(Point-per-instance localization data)
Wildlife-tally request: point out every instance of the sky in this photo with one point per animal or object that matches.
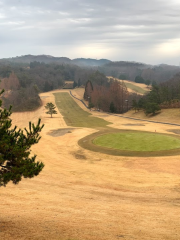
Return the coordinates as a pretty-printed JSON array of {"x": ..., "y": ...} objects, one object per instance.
[{"x": 118, "y": 30}]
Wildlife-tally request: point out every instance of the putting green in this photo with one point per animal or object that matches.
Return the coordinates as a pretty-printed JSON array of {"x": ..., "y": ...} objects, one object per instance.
[
  {"x": 140, "y": 141},
  {"x": 131, "y": 143}
]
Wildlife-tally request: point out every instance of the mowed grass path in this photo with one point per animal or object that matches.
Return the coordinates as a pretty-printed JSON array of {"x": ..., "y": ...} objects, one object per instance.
[
  {"x": 137, "y": 141},
  {"x": 135, "y": 88},
  {"x": 74, "y": 115}
]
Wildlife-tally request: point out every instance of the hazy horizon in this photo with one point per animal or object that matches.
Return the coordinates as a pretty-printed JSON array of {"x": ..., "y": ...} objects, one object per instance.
[{"x": 131, "y": 30}]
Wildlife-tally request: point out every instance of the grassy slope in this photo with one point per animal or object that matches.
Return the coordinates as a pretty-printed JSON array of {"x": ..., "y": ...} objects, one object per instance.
[
  {"x": 135, "y": 88},
  {"x": 166, "y": 115},
  {"x": 74, "y": 115},
  {"x": 139, "y": 141}
]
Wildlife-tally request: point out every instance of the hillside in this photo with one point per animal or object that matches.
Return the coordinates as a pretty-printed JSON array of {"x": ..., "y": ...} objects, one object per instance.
[
  {"x": 171, "y": 115},
  {"x": 85, "y": 62},
  {"x": 133, "y": 87},
  {"x": 78, "y": 190}
]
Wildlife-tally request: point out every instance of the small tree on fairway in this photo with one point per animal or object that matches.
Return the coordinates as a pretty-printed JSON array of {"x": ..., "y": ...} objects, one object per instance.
[
  {"x": 51, "y": 109},
  {"x": 15, "y": 159},
  {"x": 151, "y": 108}
]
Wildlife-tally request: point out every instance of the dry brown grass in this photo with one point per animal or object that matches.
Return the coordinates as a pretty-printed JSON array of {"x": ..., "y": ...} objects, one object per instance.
[{"x": 82, "y": 195}]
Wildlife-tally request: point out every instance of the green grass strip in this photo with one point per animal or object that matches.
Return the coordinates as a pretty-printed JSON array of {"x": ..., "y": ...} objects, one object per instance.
[
  {"x": 140, "y": 141},
  {"x": 135, "y": 88},
  {"x": 74, "y": 115}
]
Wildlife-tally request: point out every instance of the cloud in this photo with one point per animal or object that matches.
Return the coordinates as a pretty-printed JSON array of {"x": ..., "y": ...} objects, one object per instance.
[{"x": 120, "y": 30}]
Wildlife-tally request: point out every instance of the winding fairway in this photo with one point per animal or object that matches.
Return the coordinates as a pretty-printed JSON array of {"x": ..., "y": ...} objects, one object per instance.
[
  {"x": 137, "y": 141},
  {"x": 74, "y": 115}
]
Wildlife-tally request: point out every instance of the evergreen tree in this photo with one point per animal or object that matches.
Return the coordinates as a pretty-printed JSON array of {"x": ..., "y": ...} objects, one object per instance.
[
  {"x": 15, "y": 159},
  {"x": 112, "y": 107},
  {"x": 51, "y": 109}
]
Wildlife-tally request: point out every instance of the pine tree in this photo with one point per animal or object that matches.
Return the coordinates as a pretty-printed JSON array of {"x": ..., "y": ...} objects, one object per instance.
[
  {"x": 51, "y": 109},
  {"x": 15, "y": 159}
]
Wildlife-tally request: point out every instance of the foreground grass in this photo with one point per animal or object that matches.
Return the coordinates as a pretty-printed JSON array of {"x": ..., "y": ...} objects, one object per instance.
[
  {"x": 135, "y": 88},
  {"x": 139, "y": 141},
  {"x": 74, "y": 115}
]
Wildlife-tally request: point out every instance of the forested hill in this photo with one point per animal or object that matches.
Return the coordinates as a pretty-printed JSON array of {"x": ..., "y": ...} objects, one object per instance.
[
  {"x": 130, "y": 70},
  {"x": 122, "y": 69},
  {"x": 27, "y": 59}
]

● WHAT TO WORK ON: Pictures stay out. Print the data exactly, from its first line through the line containing "Wildlife-tally request: point out every instance of the hillside".

● ANSWER BOX:
Wildlife-tally request: point out every instance of the sky in this photo with one point per animal or object that matches.
Return the coordinates as a pretty-printed JSON array of {"x": ..., "y": ...} objects, one object per instance.
[{"x": 118, "y": 30}]
Wildlife-tally request: point out every instance of the putting green in this photo with one point per animal or object that matches.
Return the coordinates as a pretty-printed JSON array of {"x": ..., "y": ...} objects, one object per instance.
[
  {"x": 140, "y": 141},
  {"x": 131, "y": 143}
]
Wildlife-tally request: point out every instance of the mowed grass path in this photo with one point per animal or object that matches.
Return the coordinates as a pretty-printed JSON array of {"x": ..., "y": ...} objects, one object per instance.
[
  {"x": 137, "y": 141},
  {"x": 135, "y": 88},
  {"x": 74, "y": 115}
]
Wildlife-tally request: point out every instance of the hazy horizon in this photo with one point per animal or object that matches.
Return the coordinates as a pretty-printed JSON array of {"x": ..., "y": ...} objects, one object per instance.
[{"x": 131, "y": 30}]
Wildlife-tally request: point out every instance of the grassy slope in this photo with one point per animal or object that matches.
Return the coordinates as a pretty-printed JSON array of {"x": ..., "y": ...} objects, one object per instance.
[
  {"x": 135, "y": 88},
  {"x": 166, "y": 115},
  {"x": 74, "y": 115},
  {"x": 139, "y": 141}
]
Wildlife-tally request: point out every instance of the hillside in this photo with one point per animal or object that matches.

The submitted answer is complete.